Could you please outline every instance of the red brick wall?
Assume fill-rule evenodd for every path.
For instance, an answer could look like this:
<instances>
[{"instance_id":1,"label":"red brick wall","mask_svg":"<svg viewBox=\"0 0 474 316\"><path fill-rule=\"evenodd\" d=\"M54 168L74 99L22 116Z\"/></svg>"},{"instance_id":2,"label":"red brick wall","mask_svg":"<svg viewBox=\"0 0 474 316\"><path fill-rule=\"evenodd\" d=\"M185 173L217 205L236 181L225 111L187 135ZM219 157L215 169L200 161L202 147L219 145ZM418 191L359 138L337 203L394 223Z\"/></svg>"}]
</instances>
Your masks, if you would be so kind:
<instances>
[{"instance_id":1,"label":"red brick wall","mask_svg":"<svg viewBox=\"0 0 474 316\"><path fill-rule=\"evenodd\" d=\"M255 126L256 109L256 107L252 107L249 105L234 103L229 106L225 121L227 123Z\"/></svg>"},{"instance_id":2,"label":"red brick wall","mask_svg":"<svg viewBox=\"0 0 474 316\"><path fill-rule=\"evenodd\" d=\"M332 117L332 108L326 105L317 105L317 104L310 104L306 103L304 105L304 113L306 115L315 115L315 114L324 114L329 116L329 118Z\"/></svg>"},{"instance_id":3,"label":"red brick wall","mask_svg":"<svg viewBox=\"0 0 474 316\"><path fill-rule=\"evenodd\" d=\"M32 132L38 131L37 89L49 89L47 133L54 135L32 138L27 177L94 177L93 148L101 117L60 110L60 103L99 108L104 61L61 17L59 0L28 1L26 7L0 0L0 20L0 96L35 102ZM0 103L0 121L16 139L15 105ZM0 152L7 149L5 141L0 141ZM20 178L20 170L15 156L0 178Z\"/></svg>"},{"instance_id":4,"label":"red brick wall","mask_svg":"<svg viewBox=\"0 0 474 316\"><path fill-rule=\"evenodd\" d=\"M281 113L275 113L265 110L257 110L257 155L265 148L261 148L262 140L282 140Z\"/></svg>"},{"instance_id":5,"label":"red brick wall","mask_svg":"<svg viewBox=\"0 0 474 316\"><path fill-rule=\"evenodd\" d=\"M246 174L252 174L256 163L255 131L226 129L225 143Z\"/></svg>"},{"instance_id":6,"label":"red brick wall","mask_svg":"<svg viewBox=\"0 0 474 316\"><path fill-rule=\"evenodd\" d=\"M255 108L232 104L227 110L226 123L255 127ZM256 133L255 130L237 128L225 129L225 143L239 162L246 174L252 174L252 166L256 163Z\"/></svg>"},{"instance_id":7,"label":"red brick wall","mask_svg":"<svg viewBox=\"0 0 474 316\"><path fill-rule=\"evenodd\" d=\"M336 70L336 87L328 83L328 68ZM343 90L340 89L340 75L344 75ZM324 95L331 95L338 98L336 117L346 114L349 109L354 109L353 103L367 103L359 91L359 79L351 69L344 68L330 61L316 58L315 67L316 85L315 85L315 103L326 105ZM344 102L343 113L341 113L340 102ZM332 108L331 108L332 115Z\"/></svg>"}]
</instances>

==========

**AIM OF THE TASK:**
From the records above, pick out and copy each line holding the word "every".

**ANSWER FOR THIS EXERCISE:**
Could you please outline every instance of the red brick wall?
Assume fill-rule evenodd for every path.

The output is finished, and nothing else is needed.